In einigen Einrichtungen soll das Spielen mit der Erzieherin – wie hier in der Tageseinrichtung für Kinder in Stuttgart-Weilimdorf – künftig länger als bisher möglich sein. Foto: dpa

Den Ausbau der Kinderbetreuung lässt sich die Stadt in den kommenden zwei Jahren mehr als 130 Millionen Euro kosten. Damit die nötigen zusätzlichen Erzieherinnenstellen besetzt werden können, wollen Finanz- und Verwaltungsreferat mit einer 100-Euro-Zulage Personal in die Stadt locken.

Stuttgart - Um eine Großstadtzulage wird schon lange erbittert gestritten, weil Erzieherinnen von ihrem Monatsgehalt kaum die hohen Lebenshaltungskosten in der Landeshauptstadt bestreiten können. Einen ersten Schritt machte die Stadt im September 2012: Seitdem erhalten Springerinnen zwischen 64 und 275 Euro pro Monat mehr. Jetzt sollen auch Erzieherinnen und Kinderpflegerinnen der Tarifgruppen S 3 bis S 8 eine Zulage bekommen, wenn sie zum 1. Januar 2014 in einem Arbeitsverhältnis mit der Stadt stehen oder bis zum 31.12.2016 in ein Arbeitsverhältnis eintreten. „Wir schlagen eine tarifkonforme Erhöhung der Monatsgehälter um 100 Euro vor“, sagt Finanzbürgermeister Michael Föll.

Eine Höhergruppierung aller städtischen Erzieherinnen (1109 Stellen) nach S 8 würde rund 4,1 Millionen Euro kosten. Da die Stadt die Personalkosten der freien Träger mit 90 Prozent bezuschusst, wären insgesamt fast acht Millionen Euro mehr zu zahlen. Der jetzige Vorschlag kostet jährlich 2,8 Millionen Euro für die städtischen Erzieherinnen, nahezu das Doppelte, wenn auch die Erzieherinnen der freien Träger die Zulage finanziert bekämen. Die Zulage soll drei Jahre lang in voller Höhe bestehen, danach jährlich um 25 Euro abgeschmolzen werden.

Die Stadt hat gute Gründe, bei der Personalgewinnung alle Joker zu ziehen. Im Jugendhilfeausschuss hatte Sozialbürgermeisterin Isabel Fezer am Montagnachmittag ihre Ausbaupläne für die städtischen Kitas und die Anträge auf Ausbau der freien Träger vorgelegt. Darunter sind etliche Neubauten und Ausbauten, für die in den nächsten zwei Jahren rund 87 Millionen Euro bereitgestellt werden müssen. Außerdem zieht der Platzausbau laut Fezer zusätzlich 40 Millionen Euro Betriebskosten nach sich.
- - - - - - -
### Aufgaben
A. Schreib aus den Einträgen den Abschnitt von der Zeile mit „identify the hood“ bis einschließlich zum Ende der Einträge unverändert ab.
B. Führe den Lesetext über den Ausbau der Kinderbetreuung in Stuttgart im Anschluss an seinen letzten Satz fort.
Lesetext und Einträge sind voneinander getrenntes Material.

### Auszüge aus Einträgen
- - - - - - -
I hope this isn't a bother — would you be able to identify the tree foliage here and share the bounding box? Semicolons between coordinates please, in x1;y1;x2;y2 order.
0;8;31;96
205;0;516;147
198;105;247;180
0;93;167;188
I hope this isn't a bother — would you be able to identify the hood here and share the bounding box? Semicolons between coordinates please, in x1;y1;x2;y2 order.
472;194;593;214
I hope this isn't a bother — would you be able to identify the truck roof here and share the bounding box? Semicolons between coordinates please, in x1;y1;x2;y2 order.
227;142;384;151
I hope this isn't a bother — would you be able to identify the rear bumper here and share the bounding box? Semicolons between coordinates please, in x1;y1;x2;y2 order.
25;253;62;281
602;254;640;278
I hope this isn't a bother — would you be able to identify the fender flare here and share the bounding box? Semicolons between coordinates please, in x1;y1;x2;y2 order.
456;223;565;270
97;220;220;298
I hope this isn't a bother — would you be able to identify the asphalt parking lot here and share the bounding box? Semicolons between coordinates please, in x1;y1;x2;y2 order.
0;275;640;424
- - - - - - -
### Antworten
A.
I hope this isn't a bother — would you be able to identify the hood here and share the bounding box? Semicolons between coordinates please, in x1;y1;x2;y2 order.
472;194;593;214
I hope this isn't a bother — would you be able to identify the truck roof here and share the bounding box? Semicolons between coordinates please, in x1;y1;x2;y2 order.
227;142;384;151
I hope this isn't a bother — would you be able to identify the rear bumper here and share the bounding box? Semicolons between coordinates please, in x1;y1;x2;y2 order.
25;253;62;281
602;254;640;278
I hope this isn't a bother — would you be able to identify the fender flare here and share the bounding box? Semicolons between coordinates please, in x1;y1;x2;y2 order.
456;223;565;270
97;220;220;298
I hope this isn't a bother — would you be able to identify the asphalt parking lot here and share the bounding box? Semicolons between coordinates please, in x1;y1;x2;y2 order.
0;275;640;424

B.
Auch Ganztagsangebot soll verbessert werden

„Wenn wir alle beschlossenen Maßnahmen und die jetzt vorgeschlagenen (1200 Plätze) umsetzen, schaffen wir es, rund 62 Prozent der Kleinkinder mit einem Platz zu versorgen“, sagte die Sozialbürgermeisterin. In diesem Herbst soll dieser Versorgungsgrad bei etwa 40 Prozent liegen. Zurzeit stehen 3921 Kleinkinder auf den Wartelisten; 2987 davon sind zwischen einem und drei Jahre alt und haben somit einen Rechtsanspruch auf einen Kita-Platz. Das Sozialreferat will nun die Zustimmung des Gemeinderats für die Personalmaßnahmen. Bei den Drei- bis Sechsjährigen kommen in der Regel alle Kinder unter, allerdings gibt es nur für die Hälfte ein Ganztagsangebot. Auch dieses soll verbessert werden, so dass 68,6 Prozent der Kinder ganztags betreut werden können.

Zusätzlichen Spielraum könnte der Stadt auch ein weiterer Vorschlag der Verwaltung verschaffen: das sogenannte Platzsharing, bei dem sich Eltern tageweise einen Platz in der Kita teilen. Die freien Träger sollen dafür pro zusätzlich betreutem Kind mit einem Zuschuss in Höhe von 2500 Euro unterstützt werden. Das Angebot soll zunächst für 100 Plätze in der Stadt gelten.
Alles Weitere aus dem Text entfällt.